• Requests
**1.** Return, word for word, everything in the bike-fitting thread from "There's more to" down to "(May 12, 2009)".
**2.** Write the next part of the bike-fitting thread, picking up after its final sentence.

• Text segment
A couple of thoughts...

Your fitter may not be as far off on his sizing recommendations as some think, because _proportions_ matter more than height alone, and a person of your stature _may_ take a 50cm~ considering how frame sizes vary between manufacturers. Also, there's a possibility that you fall into the category of needing a WSD bike, and I don't know if Bianchi offers them. That's not to say a 'standard' model won't work, it's just that a WSD might work_ better_. 

That aside, _very generally _answering your bolded statement, you want to get the contact points right, which means reach to bars, saddle to bar drop and saddle position need to be within an acceptable range - along with standover. What dictates those ranges are a number of factors including fitness, flexibility, cycling experiences and personal preferences (among others).

If you get close on those ranges you can be relatively certain that the bikes _sizing _is right, and from there tweaks to _fit _can be made by adjusting saddle setbback/ KOPS and tayloring reach and drop using different length/ angled stems and spacers. During this process test rides are important, because you want to feel a sense of control (and ride in relative comfort). 

There's more to fit than these points, but they're key to at least getting a bike that's sized correctly and can result in a decent fit. Even with the right fit, the wrong saddle, bar shape or even hoods can make a ride unpleasant, but... one step at a time.

EDIT: Just as a point of reference, when we talk about _ranges_ in the bike world a CM is potentially huge, with a few mm's of adjustment commonly employed to fix some fit issues, so something to keep in mind.


----------



## spade2you (May 12, 2009)

I'm a Bianchi rider, so I probably can't offr a 100% unbiased opinion. That being said, even if the LBS doesn't have Bianchi, most brands are pretty good about making similar bikes to their competition.

• Data rows
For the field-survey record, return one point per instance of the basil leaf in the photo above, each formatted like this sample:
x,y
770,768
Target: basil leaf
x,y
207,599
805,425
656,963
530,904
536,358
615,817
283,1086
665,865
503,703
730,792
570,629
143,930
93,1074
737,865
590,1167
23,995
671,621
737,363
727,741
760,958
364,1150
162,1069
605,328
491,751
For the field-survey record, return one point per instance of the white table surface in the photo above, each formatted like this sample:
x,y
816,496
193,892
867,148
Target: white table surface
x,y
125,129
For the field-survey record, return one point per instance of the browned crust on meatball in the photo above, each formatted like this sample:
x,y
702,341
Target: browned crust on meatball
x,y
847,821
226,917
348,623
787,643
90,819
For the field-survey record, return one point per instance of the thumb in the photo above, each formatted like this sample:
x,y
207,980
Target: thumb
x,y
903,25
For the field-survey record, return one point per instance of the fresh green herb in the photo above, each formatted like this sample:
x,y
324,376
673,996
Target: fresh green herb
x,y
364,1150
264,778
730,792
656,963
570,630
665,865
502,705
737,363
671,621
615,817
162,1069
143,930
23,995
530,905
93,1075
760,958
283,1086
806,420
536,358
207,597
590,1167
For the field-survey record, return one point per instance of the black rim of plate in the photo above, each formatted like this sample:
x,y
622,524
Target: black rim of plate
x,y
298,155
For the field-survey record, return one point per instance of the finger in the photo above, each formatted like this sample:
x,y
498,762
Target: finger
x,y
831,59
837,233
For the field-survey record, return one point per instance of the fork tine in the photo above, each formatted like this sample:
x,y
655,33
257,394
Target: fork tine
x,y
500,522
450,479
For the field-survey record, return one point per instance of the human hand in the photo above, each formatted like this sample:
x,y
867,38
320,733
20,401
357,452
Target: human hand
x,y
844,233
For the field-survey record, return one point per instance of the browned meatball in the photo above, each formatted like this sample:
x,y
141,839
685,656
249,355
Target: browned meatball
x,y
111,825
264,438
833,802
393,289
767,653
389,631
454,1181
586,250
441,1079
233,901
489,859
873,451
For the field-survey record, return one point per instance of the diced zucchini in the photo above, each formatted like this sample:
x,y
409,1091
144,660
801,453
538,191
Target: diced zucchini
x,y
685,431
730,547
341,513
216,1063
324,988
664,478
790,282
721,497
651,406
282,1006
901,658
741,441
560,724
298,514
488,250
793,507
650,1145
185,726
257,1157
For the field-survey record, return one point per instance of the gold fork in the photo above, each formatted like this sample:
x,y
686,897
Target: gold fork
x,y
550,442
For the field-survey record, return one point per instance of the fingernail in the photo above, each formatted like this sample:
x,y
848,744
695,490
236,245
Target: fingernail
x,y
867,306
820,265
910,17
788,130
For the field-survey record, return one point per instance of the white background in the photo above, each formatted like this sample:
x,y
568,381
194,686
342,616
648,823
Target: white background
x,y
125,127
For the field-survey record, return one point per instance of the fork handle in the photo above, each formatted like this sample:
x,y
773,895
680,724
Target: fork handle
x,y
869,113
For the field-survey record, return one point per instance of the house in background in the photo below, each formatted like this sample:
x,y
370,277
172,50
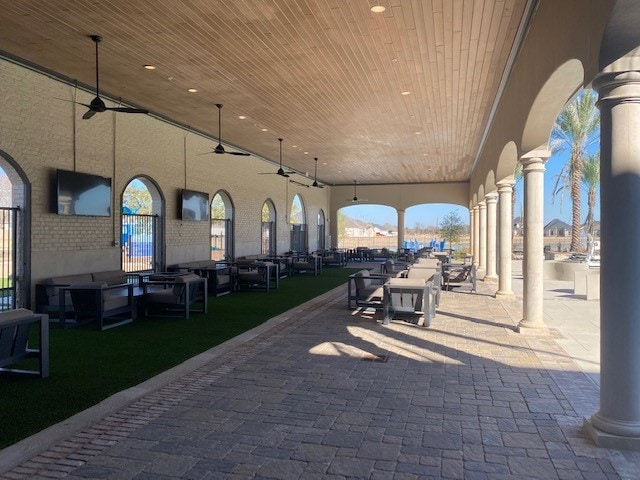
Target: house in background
x,y
557,228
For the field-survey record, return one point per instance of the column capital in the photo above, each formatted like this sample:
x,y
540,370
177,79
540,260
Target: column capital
x,y
534,160
505,185
617,87
491,197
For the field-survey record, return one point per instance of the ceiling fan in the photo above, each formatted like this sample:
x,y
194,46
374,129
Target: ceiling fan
x,y
355,198
299,183
315,175
280,171
97,105
219,148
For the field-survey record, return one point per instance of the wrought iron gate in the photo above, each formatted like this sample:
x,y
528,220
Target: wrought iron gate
x,y
139,243
8,257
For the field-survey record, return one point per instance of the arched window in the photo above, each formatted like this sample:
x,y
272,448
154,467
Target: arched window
x,y
14,245
297,219
221,227
321,230
268,228
142,208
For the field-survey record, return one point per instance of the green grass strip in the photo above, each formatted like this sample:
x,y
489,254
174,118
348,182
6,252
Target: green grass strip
x,y
88,365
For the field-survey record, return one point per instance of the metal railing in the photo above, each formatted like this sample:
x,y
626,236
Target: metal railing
x,y
8,257
139,242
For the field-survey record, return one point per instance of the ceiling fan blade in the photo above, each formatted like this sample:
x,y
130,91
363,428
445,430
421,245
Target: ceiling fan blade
x,y
127,110
299,183
89,114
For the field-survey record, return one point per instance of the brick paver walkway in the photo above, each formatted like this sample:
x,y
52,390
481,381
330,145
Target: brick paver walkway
x,y
467,398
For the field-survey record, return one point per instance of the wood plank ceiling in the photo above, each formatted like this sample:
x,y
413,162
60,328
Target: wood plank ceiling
x,y
326,75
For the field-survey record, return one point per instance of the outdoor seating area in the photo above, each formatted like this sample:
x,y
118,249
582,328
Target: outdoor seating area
x,y
409,289
188,192
15,327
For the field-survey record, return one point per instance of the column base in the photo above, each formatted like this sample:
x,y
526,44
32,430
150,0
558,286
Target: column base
x,y
507,295
538,328
609,440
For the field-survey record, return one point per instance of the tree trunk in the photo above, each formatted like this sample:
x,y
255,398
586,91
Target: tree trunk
x,y
591,203
575,203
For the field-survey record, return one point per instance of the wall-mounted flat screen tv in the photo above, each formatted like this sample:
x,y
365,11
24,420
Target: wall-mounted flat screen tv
x,y
194,206
82,194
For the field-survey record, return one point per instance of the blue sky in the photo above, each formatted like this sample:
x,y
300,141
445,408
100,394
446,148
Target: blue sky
x,y
430,214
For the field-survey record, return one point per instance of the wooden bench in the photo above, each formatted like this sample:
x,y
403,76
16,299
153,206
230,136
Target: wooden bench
x,y
14,341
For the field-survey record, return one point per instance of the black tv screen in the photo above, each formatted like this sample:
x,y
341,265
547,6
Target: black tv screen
x,y
195,206
82,194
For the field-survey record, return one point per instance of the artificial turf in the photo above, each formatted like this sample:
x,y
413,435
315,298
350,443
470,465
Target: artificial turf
x,y
88,365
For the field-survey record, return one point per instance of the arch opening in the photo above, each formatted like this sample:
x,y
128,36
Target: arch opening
x,y
268,228
222,238
142,208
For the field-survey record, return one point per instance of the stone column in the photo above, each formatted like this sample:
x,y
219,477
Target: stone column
x,y
617,423
482,253
492,205
476,235
471,232
533,263
505,217
400,229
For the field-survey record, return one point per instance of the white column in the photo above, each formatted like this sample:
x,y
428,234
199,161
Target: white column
x,y
533,264
482,254
505,217
400,229
476,235
492,206
471,232
617,423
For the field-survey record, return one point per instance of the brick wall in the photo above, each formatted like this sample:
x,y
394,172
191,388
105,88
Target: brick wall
x,y
42,132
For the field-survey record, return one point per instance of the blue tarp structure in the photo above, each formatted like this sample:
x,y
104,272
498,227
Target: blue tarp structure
x,y
140,249
413,245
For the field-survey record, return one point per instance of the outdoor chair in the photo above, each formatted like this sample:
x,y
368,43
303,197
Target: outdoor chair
x,y
176,296
364,289
456,275
391,269
108,306
333,257
256,275
411,299
14,341
433,275
310,264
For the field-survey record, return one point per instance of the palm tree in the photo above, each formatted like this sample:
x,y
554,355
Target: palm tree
x,y
576,129
591,180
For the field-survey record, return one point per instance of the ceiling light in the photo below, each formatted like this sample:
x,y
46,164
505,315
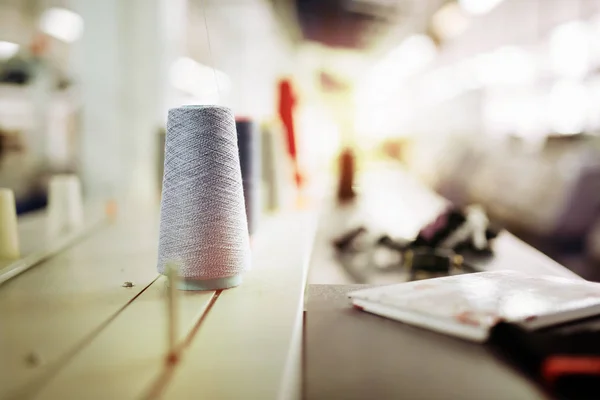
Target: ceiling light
x,y
449,21
62,24
508,65
571,49
479,7
8,49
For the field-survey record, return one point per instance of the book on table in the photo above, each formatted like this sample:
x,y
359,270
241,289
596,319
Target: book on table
x,y
469,306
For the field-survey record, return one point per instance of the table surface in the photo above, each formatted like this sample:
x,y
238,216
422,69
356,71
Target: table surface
x,y
393,202
70,330
350,354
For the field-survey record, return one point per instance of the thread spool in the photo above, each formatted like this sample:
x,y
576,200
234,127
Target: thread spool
x,y
249,148
9,234
65,204
203,226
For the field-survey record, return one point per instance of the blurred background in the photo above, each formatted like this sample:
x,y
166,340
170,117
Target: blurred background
x,y
495,102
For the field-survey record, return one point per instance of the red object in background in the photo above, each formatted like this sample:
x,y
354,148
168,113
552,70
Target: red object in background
x,y
287,101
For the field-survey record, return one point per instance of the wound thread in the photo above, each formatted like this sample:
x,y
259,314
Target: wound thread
x,y
203,224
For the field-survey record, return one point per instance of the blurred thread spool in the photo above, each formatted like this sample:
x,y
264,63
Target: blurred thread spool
x,y
203,225
277,170
347,167
250,155
9,234
271,200
65,204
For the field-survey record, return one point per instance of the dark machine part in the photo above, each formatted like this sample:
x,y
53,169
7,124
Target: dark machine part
x,y
346,191
353,24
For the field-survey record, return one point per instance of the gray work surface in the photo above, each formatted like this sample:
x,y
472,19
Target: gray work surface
x,y
350,354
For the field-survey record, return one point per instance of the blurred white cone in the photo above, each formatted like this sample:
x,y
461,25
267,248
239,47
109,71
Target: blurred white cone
x,y
65,206
9,235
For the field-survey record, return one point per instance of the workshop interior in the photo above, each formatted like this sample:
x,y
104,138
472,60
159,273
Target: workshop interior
x,y
185,183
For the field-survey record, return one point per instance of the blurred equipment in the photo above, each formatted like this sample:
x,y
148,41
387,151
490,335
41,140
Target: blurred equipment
x,y
277,169
437,250
9,234
65,205
203,224
287,103
346,176
249,147
349,24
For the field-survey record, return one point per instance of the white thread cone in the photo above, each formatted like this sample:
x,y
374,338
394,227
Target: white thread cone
x,y
203,226
65,205
9,234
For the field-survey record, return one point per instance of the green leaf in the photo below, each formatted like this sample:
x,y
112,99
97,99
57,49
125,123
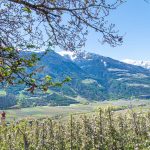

• Answers to the tasks
**1.**
There's more to fit than these points, but they're key to at least getting a bike that's sized correctly and can result in a decent fit. Even with the right fit, the wrong saddle, bar shape or even hoods can make a ride unpleasant, but... one step at a time.

EDIT: Just as a point of reference, when we talk about _ranges_ in the bike world a CM is potentially huge, with a few mm's of adjustment commonly employed to fix some fit issues, so something to keep in mind.


----------



## spade2you (May 12, 2009)

**2.**
To echo most riders here, online is seldom a great option unless you 100% understand frame geometry and how to fit yourself. 

I'm not bashing the idea of WSD bikes, but I find it to be mostly hype. On average, men and women will probably have a different overall dimensions. So do guys compared to other guys and women compared to other women. Of all the women cyclists I know, maybe 1/3rd (give or take) are on a WSD bike. Most racers are using a "men's" bike.


----------



## AndrwSwitch (May 28, 2009)

the.air.up.there said:


> I think one of the motivating factors in my interest in the Bianchi is grasping on to _something_ that will make the dizzying array of bike options less daunting. pdh - you are correct, my LBS does not carry a huge array of bikes to choose from. They are big into Giants and Felt and some Trek. So I might have to travel a bit to find a Bianchi to test.
> 
> They did do the computer fit thing on me but I don't know the results, except that they say I need a 49 or 50 frame. (Worried that you all now say this is to small... hmmm) It does seem the top bar (top tube?) is just as important. The Jamis I tested and liked had a 53 cm top tube (I believe).
> 
> So, let me ask you guys: Given that I am not going to get a custom assembled bike, which dimensions are the most critical to know in order to find a bike within the "strike zone?" I know there are so many other variables but given that my fit expectations are so low, won't I just get used to the bike if it is somewhat close to what I need?


If you were only to test a couple of models and a couple of sizes in Giant, Felt, and Trek, that would already be quite a few bikes. I think riding locally and having a local shop are both important, unless you already know your fit and handling preferences and the mechanical aspects of a bike quite well. All three companies have some WSD bikes, so depending on your proportions, that might be important. There's no standard as to what, exactly, "WSD" means. Typically I think of it as meaning that that model has very small sizes available, and that the larger sizes run to a shorter top tube, making them suitable for a rider with relatively long legs and shorter torso and arms. There is just as much individual variation between brands and models, though, and some WSD bikes just have pink paint and a shorter stem, while being built on the same frame as one of the men's bikes.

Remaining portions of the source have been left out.